Palavras-chave: PSICANÁLISE; ESTRANHO; FESTA DE FAMÍLIA; DOGMA 95; CINEMA.
ABSTRACT
The history of cinema is marked by movements and manifestos, as well as the history of the arts and world history. This article aims to make a link between the esthetic /formal aspects of one of these manifestos, the Dogma 95, and its first film: The celebration, from a psychoanalytic perspective, especially about what returns from repression and its manifestations as uncanny, disquieting, and disturbing. What repercussions certain technical aspects of filmmaking cause in the spectator? Based on the analysis of a filmic sequence, we propose a psychoanalytical interpretation.
Keywords: PSYCHOANALYSIS; UNCANNY; THE CELEBRATION; DOGMA 95; CINE.
RESUMEN
La historia del cine está marcada por movimientos y manifiestos, así como la historia de las artes y la historia mundial. Este ensayo se propone realizar una articulación entre los aspectos estéticos/formales de uno de estos manifiestos, el Dogma 95, y su primera película: Fiesta de familia, desde la perspectiva psicoanalítica, principalmente acerca de lo que retorna de lo reprimido y se manifiesta como extraño, inquietante, perturbador. ¿Qué repercusiones ciertos aspectos técnicos provocan en el espectador? A partir del análisis de una secuencia fílmica, proponemos una interpretación de cuño psicoanalítico.

# CONJUNTO DE TAREFAS:
• 1. Segundo o trecho sobre o Dogma 95, qual foi o primeiro filme desse manifesto?
• 2. Retome o trecho sobre o Dogma 95 a partir da última frase apresentada.

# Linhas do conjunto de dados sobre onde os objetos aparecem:

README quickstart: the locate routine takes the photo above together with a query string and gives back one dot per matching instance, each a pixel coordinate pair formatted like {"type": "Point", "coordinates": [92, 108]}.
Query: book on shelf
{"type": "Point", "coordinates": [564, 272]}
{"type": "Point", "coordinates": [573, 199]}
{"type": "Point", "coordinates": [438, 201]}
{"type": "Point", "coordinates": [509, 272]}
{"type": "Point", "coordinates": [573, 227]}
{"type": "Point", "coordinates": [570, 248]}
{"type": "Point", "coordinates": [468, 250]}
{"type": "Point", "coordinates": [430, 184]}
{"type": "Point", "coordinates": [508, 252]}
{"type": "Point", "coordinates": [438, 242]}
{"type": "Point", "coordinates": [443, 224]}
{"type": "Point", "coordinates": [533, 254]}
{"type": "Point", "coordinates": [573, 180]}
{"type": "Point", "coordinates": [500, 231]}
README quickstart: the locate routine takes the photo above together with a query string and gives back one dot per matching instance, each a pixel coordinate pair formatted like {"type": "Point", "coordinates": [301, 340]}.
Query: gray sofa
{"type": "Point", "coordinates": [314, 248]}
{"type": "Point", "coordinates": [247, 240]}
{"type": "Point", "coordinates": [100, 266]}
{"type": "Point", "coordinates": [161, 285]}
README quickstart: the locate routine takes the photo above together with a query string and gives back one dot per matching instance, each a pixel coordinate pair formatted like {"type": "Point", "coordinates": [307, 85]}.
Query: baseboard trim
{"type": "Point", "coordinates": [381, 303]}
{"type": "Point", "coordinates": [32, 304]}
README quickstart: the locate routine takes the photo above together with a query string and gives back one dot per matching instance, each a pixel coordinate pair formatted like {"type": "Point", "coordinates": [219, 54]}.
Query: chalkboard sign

# RESPOSTAS DOS EXERCÍCIOS:
• 1. Festa de família.

• 2.
Palabras clave: PSICANÁLISIS; EXTRAÑO; FIESTA DE FAMILIA; DOGMA 95; CINE.
Introdução
A história do cinema é marcada por movimentos e manifestos, assim como a história das artes e a história mundial. Este ensaio propõe-se a realizar uma articulação entre um destes manifestos, o Dogma 95, e o seu primeiro filme: Festa de família, a partir da perspectiva psicanalítica, principalmente acerca do que retorna do recalcado e se manifesta como estranho, inquietante, perturbador (Freud, 1919/1976).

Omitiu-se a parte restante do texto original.